[SELECTED TEXT]
=-=-=

In [None]:
import os
import torch

import numpy as np
import torch.optim as optim
import torch.nn.functional as F

from torch import nn
from tqdm import tqdm

In [None]:
END_TOKEN = '\x04'
TRAIN_PART = 0.7
EPOCHS = 10
LR = 1e-3
DEVICE = torch.device('cuda:0' if torch.cuda.is_available() else 'cpu')
# DEVICE = 'cpu'

In [None]:
normal_1_path = '../data/normal_train.txt'
normal_2_path = '../data/normal_test.txt'
abnormal_path = '../data/abnormal_test.txt'

with open(normal_1_path) as f:
    normal_raw_data = f.readlines()
with open(normal_2_path) as f:
    normal_raw_data += f.readlines()
with open(abnormal_path) as f:
    abnormal_raw_data = f.readlines()

In [None]:
tokens = set(''.join(normal_raw_data) + ''.join(abnormal_raw_data))
print(len(tokens))
tokens.add(END_TOKEN)
print(len(tokens))
print(tokens)

In [None]:
int2char = dict(enumerate(tokens))
char2int = {char: idx for idx, char in int2char.items()}

In [None]:
normal_samples, abnormal_samples = [], []

start_idx = 0
for idx, line in enumerate(normal_raw_data):
    if line == 'Connection: close\n':
        if normal_raw_data[idx + 1] != '\n':
            sample_as_chars = ''.join(normal_raw_data[start_idx:idx + 4]) + END_TOKEN
            start_idx = idx + 5
        else:
            sample_as_chars = ''.join(normal_raw_data[start_idx:idx + 1]) + END_TOKEN
            start_idx = idx + 3
        
        # convert from text to nums
        sample_as_nums = np.array([char2int[char] for char in sample_as_chars])
        normal_samples.append(sample_as_nums)

=-=-=

[RECORD EXTRACTS]
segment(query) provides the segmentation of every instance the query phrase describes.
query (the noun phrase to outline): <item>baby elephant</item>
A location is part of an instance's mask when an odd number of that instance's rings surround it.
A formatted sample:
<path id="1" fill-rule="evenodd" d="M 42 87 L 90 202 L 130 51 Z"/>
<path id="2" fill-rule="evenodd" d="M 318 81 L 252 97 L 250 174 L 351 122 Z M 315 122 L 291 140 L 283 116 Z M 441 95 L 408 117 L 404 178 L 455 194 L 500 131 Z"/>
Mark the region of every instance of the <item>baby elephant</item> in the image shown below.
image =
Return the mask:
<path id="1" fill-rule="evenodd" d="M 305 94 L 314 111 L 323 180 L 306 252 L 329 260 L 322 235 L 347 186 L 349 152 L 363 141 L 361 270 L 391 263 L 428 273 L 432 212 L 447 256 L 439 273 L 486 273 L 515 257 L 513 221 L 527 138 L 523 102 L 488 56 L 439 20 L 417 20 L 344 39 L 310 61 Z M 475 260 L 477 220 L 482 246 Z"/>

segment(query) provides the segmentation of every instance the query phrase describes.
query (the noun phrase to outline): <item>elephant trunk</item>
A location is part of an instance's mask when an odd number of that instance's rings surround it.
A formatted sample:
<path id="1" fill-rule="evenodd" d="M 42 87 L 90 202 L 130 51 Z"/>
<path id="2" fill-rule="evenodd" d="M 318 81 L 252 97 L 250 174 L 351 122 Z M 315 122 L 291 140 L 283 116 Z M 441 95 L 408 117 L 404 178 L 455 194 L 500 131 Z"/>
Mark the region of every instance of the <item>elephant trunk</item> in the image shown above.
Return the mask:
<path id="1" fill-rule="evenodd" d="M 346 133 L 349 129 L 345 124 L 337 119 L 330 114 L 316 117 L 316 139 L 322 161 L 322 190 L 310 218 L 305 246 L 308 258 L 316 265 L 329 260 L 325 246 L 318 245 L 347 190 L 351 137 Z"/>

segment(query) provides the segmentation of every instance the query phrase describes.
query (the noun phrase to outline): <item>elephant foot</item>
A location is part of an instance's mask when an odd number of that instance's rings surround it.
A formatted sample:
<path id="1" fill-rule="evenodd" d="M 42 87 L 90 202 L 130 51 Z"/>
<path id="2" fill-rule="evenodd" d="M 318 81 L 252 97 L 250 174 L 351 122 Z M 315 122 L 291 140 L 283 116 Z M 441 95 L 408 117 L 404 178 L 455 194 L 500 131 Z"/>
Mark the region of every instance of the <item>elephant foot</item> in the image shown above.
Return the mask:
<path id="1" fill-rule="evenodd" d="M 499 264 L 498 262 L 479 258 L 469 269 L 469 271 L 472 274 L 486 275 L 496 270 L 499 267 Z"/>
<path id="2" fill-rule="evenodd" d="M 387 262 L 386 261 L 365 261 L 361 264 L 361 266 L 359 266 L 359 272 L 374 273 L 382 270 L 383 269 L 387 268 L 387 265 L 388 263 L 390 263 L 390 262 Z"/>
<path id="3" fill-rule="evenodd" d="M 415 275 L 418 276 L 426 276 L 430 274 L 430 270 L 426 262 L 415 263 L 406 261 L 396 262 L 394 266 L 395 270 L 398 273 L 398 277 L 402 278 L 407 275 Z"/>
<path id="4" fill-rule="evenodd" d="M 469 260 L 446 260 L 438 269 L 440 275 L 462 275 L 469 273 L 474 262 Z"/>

=-=-=

[EXERCISE REQUIREMENTS]
A) Rewrite the notebook code, beginning at the words "# DEVICE = 'cpu'" and stopping after "abnormal_raw_data = f.readlines()", with "normal_2_path" changed to "normal_test_path".
B) Write the next lines of the notebook code, picking up after its final line.
The items are material kept apart from the notebook code.

[ANSWERS TO THE EXERCISE]
A)
# DEVICE = 'cpu'

In [None]:
normal_1_path = '../data/normal_train.txt'
normal_test_path = '../data/normal_test.txt'
abnormal_path = '../data/abnormal_test.txt'

with open(normal_1_path) as f:
    normal_raw_data = f.readlines()
with open(normal_test_path) as f:
    normal_raw_data += f.readlines()
with open(abnormal_path) as f:
    abnormal_raw_data = f.readlines()

B)
start_idx = 0 
for idx, line in enumerate(abnormal_raw_data):
    if line == 'Connection: close\n':
        if abnormal_raw_data[idx + 1] != '\n':
            sample_as_chars = ''.join(abnormal_raw_data[start_idx:idx + 4]) + END_TOKEN
            start_idx = idx + 5
        else:
            sample_as_chars = ''.join(abnormal_raw_data[start_idx:idx + 1]) + END_TOKEN
            start_idx = idx + 3
        
        # convert form text to nums
        sample_as_nums = np.array([char2int[char] for char in sample_as_chars])
        abnormal_samples.append(sample_as_nums)

print(len(normal_samples))  # must be 72000
print(len(abnormal_samples))  # must be 25065

In [None]:
samples = normal_samples + abnormal_samples
labels = np.hstack([np.zeros(len(normal_samples)), np.ones(len(abnormal_samples))])

print(len(samples))
print(len(labels))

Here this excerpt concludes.